-- START OF Reading text --

Re: New graceful restart mechanism.

Posted by rb...@covalent.net.

> > +#ifdef AP_MPM_USES_POD
> > +static apr_file_t *pod_in = NULL, *pod_out = NULL;
>
> Please use a context structure rather than globals. That will allow us to
> create a POD on a per-thread basis. Then you'll have your desired
> functionality of a parent telling a child, "hey *you*. please stop."
>
> An MPM can also choose to use just one POD for all of its children, and
> signal it N times (like you did in this patch).
>
> You could also use one POD for graceful restart and one for shutdown (let's
> say that an MPM is built to reset its state, rather than expect to die/spawn
> a thread).

I disagree.  By using a simple global variable, we make it much easier to
use this in an MPM.  I had originally done exactly what you suggested, and
I found that the code that needed to be added to the MPM was more complex
than I wanted it to be.  This change makes the pod completely opaque to
MPMs.  If they want to use it some other way, then they will need to
re-write the pod stuff anyway, and they can change the prototype, or just
keep it internal to the MPM.

> > +AP_DECLARE(apr_status_t) ap_mpm_pod_open(apr_pool_t *p)

-- END OF Reading text --
-- START OF Data --

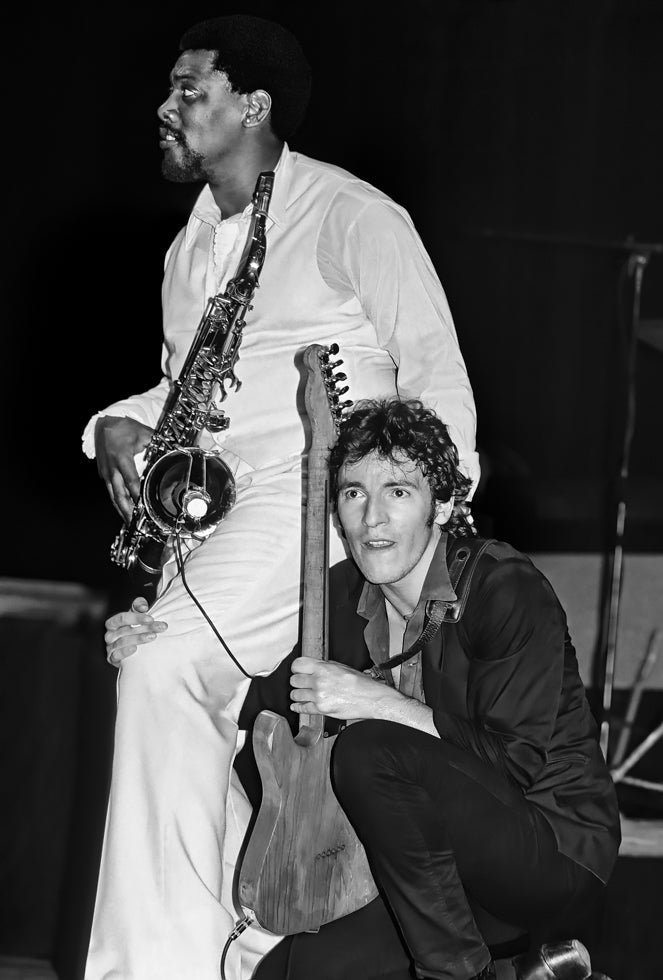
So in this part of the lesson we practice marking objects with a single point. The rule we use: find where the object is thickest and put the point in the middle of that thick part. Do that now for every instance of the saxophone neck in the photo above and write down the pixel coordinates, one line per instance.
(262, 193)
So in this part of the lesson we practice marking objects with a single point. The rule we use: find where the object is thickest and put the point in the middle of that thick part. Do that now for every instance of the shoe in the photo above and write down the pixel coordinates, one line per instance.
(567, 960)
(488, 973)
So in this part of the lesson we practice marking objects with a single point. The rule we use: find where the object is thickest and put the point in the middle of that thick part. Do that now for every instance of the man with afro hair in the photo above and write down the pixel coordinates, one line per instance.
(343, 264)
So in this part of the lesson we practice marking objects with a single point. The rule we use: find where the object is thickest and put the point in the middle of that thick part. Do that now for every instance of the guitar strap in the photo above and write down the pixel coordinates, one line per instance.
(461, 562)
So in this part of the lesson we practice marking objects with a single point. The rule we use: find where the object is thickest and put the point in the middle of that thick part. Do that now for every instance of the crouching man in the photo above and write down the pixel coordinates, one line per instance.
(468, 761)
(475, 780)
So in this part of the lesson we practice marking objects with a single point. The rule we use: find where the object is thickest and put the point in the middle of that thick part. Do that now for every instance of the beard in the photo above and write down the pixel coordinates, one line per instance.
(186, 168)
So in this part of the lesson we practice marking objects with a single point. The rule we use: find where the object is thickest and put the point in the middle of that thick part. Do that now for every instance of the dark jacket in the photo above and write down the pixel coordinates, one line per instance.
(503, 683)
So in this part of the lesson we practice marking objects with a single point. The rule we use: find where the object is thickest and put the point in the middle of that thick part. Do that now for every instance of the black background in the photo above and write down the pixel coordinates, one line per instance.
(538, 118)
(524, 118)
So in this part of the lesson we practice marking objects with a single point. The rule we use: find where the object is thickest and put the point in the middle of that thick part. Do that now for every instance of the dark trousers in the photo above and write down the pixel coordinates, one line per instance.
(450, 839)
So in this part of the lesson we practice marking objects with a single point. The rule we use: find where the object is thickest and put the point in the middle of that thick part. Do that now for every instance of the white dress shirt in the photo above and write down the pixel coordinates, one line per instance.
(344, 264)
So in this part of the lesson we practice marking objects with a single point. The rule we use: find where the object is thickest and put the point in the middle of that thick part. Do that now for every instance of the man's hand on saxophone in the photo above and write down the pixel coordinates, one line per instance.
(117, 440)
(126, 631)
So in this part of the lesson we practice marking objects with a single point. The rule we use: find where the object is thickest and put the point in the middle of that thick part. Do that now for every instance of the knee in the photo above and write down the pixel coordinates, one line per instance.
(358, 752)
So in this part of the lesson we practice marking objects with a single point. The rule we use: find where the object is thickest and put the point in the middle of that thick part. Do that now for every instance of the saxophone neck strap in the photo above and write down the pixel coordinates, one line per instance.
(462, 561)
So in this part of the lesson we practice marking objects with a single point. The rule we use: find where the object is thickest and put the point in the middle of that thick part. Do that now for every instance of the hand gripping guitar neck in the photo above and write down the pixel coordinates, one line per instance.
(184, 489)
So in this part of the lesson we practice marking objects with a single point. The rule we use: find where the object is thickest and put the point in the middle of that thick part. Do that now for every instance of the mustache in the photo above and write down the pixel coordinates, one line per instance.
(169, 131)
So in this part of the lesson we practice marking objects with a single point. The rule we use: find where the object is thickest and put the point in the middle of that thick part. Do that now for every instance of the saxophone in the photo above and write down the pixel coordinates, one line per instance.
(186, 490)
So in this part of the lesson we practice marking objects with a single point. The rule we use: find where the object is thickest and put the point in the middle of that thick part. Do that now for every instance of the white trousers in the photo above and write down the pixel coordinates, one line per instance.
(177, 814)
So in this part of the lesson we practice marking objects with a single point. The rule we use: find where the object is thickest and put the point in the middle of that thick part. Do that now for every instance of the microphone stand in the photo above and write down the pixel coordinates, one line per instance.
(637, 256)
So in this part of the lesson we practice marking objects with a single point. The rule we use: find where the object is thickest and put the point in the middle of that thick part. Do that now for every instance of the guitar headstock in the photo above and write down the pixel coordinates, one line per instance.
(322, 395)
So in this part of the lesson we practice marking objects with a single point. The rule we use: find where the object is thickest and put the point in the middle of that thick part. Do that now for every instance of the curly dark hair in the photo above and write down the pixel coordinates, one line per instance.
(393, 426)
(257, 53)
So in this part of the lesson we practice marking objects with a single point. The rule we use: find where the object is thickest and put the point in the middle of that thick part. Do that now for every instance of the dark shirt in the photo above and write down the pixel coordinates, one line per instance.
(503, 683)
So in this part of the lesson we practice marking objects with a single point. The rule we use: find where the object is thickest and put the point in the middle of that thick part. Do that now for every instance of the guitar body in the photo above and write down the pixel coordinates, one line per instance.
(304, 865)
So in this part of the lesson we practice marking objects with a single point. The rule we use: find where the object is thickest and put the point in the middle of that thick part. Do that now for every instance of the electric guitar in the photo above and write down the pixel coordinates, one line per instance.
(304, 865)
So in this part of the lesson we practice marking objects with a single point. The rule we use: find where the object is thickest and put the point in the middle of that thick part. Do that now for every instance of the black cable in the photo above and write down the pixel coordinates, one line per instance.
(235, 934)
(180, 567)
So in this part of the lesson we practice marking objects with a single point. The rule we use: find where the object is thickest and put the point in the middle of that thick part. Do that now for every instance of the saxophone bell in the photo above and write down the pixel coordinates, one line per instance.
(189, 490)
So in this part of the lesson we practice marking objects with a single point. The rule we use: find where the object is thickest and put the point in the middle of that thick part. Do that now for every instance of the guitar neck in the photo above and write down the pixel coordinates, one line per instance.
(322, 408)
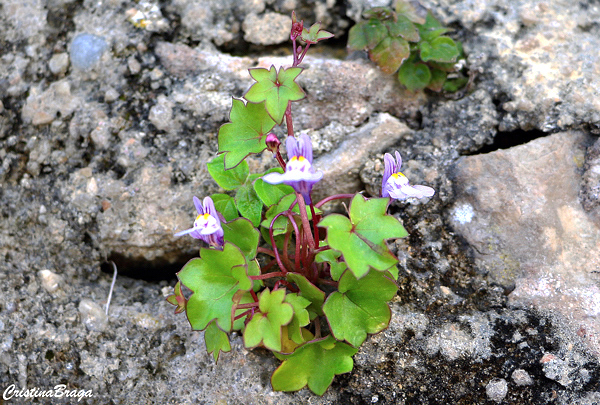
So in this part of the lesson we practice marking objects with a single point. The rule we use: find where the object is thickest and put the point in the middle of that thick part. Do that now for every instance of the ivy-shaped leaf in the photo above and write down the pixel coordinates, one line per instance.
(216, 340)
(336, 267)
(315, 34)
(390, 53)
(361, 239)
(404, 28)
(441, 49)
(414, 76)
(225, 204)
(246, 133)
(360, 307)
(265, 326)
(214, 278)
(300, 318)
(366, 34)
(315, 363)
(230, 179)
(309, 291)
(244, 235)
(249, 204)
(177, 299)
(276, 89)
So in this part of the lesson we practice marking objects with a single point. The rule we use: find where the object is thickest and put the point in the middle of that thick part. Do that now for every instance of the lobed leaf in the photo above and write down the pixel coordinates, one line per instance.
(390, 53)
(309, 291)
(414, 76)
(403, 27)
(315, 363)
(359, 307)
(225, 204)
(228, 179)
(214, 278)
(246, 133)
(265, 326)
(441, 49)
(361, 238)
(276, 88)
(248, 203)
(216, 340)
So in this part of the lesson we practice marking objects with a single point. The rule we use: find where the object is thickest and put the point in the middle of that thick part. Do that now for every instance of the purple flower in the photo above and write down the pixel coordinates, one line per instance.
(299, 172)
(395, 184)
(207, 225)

-- END OF Data --
-- START OF Data --

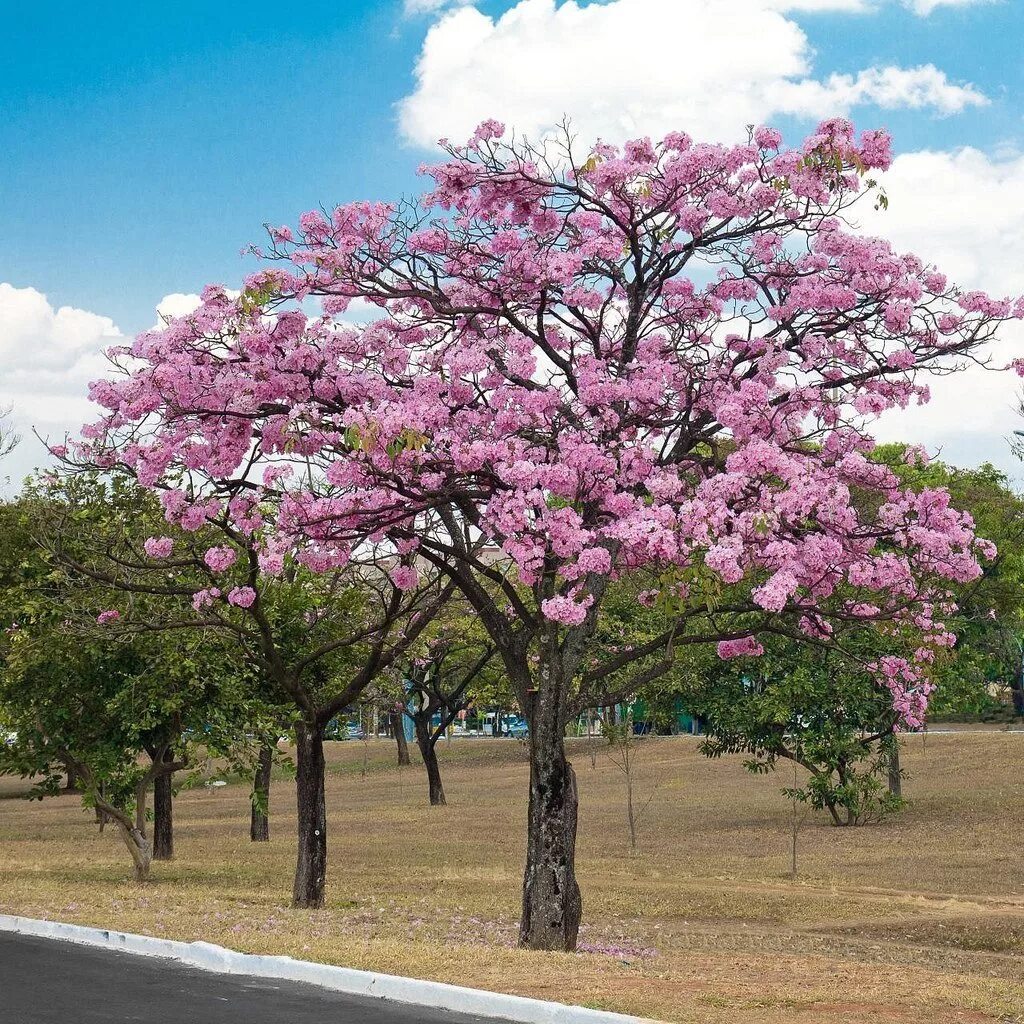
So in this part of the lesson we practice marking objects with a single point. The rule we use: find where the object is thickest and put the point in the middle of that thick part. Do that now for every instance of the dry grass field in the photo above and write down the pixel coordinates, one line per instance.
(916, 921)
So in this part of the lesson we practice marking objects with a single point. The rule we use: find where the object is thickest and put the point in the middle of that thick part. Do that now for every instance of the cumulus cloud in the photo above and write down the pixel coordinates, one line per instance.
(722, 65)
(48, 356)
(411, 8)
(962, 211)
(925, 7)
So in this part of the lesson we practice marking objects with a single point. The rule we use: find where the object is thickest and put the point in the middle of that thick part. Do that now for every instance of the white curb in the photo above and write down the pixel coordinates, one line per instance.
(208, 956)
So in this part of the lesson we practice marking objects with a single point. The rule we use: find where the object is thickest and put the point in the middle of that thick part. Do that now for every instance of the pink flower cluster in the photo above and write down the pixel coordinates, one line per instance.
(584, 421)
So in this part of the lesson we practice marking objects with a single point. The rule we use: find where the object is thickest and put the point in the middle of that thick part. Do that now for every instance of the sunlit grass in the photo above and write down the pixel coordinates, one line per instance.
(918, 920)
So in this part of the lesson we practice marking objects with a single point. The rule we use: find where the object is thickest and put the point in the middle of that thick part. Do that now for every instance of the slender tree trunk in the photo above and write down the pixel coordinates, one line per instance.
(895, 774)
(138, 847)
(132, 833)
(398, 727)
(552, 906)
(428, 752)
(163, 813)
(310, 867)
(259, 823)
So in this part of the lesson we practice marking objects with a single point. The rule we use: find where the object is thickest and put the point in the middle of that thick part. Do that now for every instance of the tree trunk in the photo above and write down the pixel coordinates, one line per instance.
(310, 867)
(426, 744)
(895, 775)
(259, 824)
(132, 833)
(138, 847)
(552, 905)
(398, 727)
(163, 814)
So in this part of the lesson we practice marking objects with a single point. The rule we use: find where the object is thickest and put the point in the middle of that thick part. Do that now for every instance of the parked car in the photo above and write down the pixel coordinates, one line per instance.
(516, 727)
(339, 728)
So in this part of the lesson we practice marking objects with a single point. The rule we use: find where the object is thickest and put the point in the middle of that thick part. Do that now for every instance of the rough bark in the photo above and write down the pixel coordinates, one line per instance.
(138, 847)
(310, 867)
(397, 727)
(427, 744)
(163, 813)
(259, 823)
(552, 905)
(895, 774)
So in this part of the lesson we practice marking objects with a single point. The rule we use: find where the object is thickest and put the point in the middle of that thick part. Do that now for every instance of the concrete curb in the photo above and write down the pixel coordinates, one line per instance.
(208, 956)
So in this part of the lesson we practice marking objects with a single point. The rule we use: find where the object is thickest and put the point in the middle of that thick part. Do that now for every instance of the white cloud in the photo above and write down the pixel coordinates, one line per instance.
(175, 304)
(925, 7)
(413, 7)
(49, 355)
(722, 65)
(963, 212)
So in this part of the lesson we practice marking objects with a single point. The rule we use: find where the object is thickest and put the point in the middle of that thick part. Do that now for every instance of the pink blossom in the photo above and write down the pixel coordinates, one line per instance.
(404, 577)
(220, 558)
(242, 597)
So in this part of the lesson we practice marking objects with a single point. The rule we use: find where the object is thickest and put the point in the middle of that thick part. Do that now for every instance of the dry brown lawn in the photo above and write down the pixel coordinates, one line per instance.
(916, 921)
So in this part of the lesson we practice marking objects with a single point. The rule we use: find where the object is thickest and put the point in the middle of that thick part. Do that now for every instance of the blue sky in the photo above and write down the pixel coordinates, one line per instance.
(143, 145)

-- END OF Data --

Tasks for this exercise
1. In the post on the graceful restart mechanism, what does the quoted reviewer ask to be used instead of globals?
2. Extend the post on the graceful restart mechanism, beginning immediately after its final line.
The listing was taken from a different source than the post on graceful restart.

Results of the exercise
1. A context structure.

2.
>
> AP_DECLARE(apr_status_t) ap_mpm_pod_open(ap_pod_ctx **ctx, apr_pool_t *p)
>
> Take a pool. Return an ap_pod_ctx *.
>
> Note that the ap_pod_ctx can also keep a pool so the other functions won't> need to accept one.

As I said above, I disagree.

> > +{
> > +    apr_file_t *pod;
> >
> > +    pod = apr_file_pipe_create(&pod_in, &pod_out, p);
> > +    apr_file_pipe_timeout_set(out, 0);
>
> "out" ... never heard of that variable. You sure you tested this? :-)

Compiled and tested.  This function as it happens had all sorts of
problems that the compiler missed.  I have fixed them all now.

> > +{
> > +    char c;
> > +    apr_size_t len = 1;
> > +    apr_status_t rv;
> > +
> > +    rv = apr_file_read(pod_in, &c, &len);
> > +
> > +    if ((rv == APR_SUCCESS) && (len == 1)) {
> > +        return APR_SUCCESS;
> > +    }
> > +    return 1;
>
> "1" is not a legal apr_status_t value. I would recommend one of two things
> for this function:
>
> 1) handle all errors internally (logging and whatnot) and return a boolean
>    on whether the caller should continue/die.

It is not easy to log in this function, because I don't really have enough
information.

> 2) return APR_SUCCESS, APR_ESHOULDDIE (or whatever), or an error and make
>    all callers deal with processing errors.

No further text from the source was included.